[Object location annotation data]

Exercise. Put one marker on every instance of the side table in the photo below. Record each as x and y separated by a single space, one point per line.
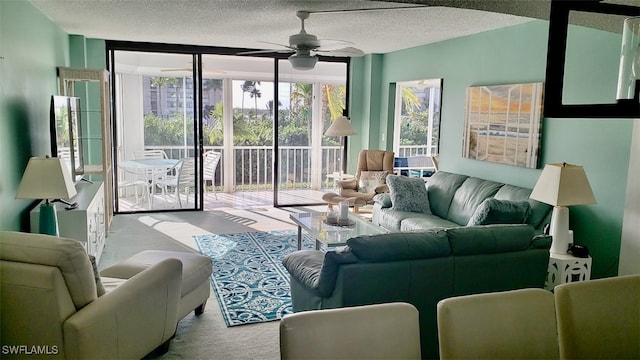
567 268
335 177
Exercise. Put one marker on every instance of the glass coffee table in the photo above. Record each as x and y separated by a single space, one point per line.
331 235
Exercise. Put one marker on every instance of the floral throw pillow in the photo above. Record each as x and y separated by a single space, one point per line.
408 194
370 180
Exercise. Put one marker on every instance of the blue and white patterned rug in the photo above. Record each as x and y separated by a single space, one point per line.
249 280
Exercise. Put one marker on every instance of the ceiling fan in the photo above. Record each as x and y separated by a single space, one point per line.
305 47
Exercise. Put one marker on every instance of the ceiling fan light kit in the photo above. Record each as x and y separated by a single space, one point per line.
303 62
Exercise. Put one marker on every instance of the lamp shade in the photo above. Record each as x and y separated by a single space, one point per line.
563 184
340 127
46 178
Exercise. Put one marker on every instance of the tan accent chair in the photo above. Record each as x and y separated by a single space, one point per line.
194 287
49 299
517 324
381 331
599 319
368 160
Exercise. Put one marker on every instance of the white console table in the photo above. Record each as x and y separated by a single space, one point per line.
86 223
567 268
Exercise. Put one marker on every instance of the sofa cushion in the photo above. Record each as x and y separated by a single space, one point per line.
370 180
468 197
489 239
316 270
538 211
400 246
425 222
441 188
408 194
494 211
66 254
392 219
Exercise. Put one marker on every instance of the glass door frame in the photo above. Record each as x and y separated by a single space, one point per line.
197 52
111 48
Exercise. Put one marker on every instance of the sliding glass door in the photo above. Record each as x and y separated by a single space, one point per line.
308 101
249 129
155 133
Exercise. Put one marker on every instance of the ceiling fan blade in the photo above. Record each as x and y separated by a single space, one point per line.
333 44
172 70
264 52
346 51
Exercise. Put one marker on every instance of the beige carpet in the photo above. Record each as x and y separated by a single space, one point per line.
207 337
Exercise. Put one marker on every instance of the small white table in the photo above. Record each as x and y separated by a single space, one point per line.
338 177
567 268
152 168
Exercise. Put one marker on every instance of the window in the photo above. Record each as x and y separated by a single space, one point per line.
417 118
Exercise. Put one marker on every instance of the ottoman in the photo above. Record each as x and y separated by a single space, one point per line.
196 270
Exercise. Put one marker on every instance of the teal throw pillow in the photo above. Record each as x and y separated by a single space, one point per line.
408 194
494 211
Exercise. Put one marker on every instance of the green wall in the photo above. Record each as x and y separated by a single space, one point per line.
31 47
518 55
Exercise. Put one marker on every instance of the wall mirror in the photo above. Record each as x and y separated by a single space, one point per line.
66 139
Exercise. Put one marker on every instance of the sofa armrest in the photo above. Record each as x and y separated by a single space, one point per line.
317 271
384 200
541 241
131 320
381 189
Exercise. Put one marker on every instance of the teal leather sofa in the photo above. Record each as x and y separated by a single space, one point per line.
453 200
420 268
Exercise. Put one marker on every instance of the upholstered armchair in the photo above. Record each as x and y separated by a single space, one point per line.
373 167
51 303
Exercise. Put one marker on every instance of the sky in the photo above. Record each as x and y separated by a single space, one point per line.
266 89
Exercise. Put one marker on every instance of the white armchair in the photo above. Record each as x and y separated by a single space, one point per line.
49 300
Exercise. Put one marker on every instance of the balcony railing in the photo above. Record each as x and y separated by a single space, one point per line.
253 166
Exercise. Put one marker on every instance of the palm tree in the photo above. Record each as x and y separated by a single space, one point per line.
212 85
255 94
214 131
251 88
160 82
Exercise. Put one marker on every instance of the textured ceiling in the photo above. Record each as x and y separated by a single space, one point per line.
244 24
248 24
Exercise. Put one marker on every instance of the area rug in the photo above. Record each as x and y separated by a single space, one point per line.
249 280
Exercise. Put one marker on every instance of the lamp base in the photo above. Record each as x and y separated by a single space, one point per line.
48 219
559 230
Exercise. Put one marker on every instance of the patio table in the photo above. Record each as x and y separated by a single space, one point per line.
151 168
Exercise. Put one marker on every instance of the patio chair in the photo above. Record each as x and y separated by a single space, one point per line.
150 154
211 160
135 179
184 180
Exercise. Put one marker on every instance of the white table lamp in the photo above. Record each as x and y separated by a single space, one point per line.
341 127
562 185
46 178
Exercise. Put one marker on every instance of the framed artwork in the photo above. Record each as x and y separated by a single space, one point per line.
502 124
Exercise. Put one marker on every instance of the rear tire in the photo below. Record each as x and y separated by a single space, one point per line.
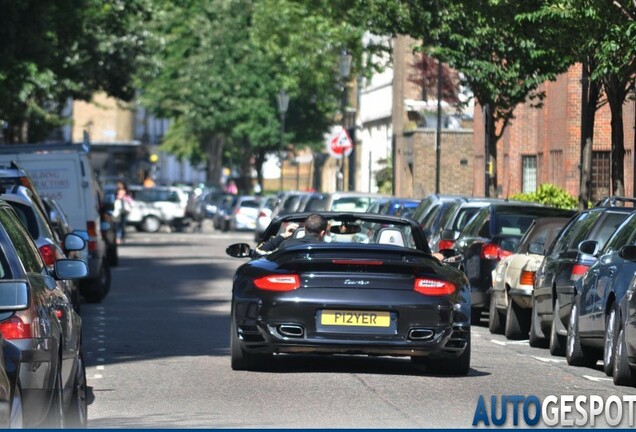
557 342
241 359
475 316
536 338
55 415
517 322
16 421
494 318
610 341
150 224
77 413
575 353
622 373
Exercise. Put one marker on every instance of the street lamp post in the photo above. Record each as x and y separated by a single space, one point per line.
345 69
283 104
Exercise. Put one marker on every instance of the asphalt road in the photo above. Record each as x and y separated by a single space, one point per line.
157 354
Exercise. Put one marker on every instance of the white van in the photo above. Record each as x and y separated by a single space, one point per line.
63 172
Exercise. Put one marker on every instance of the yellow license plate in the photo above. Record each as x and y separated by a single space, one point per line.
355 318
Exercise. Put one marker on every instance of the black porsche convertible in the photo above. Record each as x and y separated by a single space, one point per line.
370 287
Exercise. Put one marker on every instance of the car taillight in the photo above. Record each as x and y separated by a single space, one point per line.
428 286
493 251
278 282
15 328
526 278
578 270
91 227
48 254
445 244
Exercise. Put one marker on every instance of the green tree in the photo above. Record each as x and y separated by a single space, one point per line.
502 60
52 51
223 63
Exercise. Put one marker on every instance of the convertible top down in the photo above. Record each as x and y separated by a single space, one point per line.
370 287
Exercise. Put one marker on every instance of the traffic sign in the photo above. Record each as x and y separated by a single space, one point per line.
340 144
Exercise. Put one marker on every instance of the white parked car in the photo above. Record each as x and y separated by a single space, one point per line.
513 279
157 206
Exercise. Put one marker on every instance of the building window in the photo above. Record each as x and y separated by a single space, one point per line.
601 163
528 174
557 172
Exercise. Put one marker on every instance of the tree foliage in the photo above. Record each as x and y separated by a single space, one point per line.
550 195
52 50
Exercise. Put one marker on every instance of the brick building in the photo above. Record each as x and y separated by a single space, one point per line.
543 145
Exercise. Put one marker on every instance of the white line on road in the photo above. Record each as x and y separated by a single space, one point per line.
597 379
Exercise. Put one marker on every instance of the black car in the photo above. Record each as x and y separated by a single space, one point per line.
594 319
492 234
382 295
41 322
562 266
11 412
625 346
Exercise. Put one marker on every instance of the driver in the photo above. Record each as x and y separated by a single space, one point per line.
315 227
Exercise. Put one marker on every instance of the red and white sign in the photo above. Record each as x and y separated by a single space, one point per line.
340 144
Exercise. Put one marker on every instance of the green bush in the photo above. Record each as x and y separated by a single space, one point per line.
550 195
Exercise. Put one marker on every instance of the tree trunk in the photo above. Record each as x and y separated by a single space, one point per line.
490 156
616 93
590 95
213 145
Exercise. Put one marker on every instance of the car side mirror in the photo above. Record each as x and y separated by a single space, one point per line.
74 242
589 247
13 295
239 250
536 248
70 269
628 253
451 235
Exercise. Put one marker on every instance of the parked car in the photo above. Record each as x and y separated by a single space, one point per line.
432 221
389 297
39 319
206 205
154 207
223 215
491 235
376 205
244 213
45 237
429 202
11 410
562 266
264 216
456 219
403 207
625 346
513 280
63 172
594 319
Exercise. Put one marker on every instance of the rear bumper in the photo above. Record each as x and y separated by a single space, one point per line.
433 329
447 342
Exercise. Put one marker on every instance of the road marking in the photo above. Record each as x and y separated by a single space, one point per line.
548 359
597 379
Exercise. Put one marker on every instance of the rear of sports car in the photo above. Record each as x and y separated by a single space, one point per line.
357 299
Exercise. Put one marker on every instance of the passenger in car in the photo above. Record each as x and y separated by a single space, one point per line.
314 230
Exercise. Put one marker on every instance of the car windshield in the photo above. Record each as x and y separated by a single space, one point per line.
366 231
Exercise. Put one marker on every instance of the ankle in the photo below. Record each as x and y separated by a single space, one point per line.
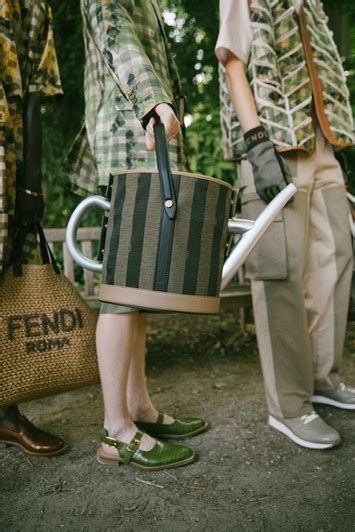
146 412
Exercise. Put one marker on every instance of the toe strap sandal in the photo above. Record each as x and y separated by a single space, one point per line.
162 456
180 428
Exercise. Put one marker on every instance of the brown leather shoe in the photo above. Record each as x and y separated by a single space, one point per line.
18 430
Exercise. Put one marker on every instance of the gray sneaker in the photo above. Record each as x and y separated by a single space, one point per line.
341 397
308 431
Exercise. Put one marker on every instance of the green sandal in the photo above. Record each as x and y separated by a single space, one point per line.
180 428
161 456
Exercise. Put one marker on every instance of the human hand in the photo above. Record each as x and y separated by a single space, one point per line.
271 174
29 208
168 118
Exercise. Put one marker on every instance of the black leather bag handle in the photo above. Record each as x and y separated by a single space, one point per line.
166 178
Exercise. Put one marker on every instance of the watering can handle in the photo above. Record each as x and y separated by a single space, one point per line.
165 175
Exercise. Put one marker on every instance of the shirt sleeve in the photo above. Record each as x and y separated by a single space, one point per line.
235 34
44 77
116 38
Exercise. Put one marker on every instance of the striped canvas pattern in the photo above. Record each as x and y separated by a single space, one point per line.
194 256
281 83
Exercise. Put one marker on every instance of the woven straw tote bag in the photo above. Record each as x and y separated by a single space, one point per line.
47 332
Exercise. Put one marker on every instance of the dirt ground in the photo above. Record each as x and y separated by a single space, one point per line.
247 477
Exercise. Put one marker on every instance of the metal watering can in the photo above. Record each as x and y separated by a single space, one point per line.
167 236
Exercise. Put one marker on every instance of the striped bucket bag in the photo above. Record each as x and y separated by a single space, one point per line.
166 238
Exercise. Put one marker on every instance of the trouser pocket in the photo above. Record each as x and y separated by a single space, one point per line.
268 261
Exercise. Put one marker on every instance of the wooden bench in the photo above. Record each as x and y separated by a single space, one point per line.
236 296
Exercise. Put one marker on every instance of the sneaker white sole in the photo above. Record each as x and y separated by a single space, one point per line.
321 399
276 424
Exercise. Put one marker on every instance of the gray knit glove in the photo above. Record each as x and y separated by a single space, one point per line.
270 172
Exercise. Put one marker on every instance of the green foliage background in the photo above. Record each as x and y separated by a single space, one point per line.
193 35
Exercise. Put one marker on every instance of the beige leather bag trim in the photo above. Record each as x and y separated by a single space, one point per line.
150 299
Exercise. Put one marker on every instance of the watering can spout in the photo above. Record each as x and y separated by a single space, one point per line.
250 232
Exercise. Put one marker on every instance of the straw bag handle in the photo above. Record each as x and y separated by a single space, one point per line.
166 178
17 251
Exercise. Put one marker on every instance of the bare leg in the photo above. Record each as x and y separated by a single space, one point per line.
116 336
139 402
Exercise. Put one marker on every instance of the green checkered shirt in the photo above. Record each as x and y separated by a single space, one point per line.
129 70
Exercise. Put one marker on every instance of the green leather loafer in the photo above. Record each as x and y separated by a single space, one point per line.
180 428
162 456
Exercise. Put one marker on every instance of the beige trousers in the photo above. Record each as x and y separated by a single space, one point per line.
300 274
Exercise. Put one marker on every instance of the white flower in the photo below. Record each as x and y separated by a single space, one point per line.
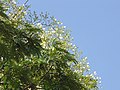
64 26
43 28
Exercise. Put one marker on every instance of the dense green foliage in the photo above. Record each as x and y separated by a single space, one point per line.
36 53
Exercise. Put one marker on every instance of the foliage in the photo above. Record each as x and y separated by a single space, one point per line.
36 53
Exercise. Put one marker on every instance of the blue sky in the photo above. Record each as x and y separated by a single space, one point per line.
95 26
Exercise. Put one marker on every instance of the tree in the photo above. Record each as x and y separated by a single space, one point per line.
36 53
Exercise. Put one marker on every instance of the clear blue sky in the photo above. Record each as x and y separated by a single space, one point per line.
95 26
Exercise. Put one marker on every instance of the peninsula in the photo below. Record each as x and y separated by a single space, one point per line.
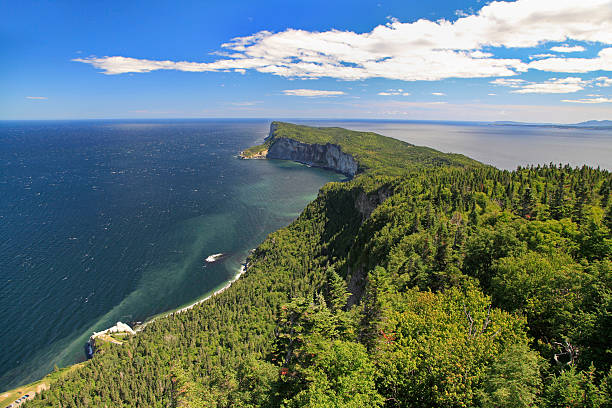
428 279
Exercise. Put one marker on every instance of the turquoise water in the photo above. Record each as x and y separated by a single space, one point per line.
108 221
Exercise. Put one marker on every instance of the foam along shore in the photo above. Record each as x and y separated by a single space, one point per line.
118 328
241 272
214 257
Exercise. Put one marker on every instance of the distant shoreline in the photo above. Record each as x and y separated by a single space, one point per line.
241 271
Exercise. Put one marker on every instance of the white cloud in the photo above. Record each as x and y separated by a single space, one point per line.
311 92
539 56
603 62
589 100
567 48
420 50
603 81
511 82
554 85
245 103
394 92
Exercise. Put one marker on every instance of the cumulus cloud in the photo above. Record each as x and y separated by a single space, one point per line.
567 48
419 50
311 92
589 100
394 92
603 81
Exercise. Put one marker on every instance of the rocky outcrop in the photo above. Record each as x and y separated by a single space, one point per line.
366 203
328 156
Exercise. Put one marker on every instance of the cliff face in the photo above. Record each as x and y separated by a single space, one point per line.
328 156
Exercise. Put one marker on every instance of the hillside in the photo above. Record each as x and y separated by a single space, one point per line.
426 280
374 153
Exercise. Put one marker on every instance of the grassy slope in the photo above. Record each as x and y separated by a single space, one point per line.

Exercise prompt>
Everything from the line containing "Exercise. Put one marker on every instance of the cumulus" to the end of the data above should be quoted exactly, please, both ends included, and nothing outside that span.

Result of this task>
Exercise. Put one marker on every instance of the cumulus cloud in the photo above. Record each as x and y separated by a single space, one point per line.
567 48
419 50
311 92
589 100
394 92
603 81
Exercise. Put one marker on every instance of the rocky outcrop in the photo above. Record each as x and y separated by a single space, one point per line.
366 203
328 156
Exercise. Put one marker on every instance of the cliff face in the photo above. Record each as x and y separated by a single space, one point per line.
328 156
Exercise. Put one marker on every instance of the hillside in the photo above. Record each as x and y separated by a single space, one point per line.
426 280
374 153
Exercise. Put one marker on every instance of the grassy slope in the photo above. Record each as x and y separated by a single space, one point per line.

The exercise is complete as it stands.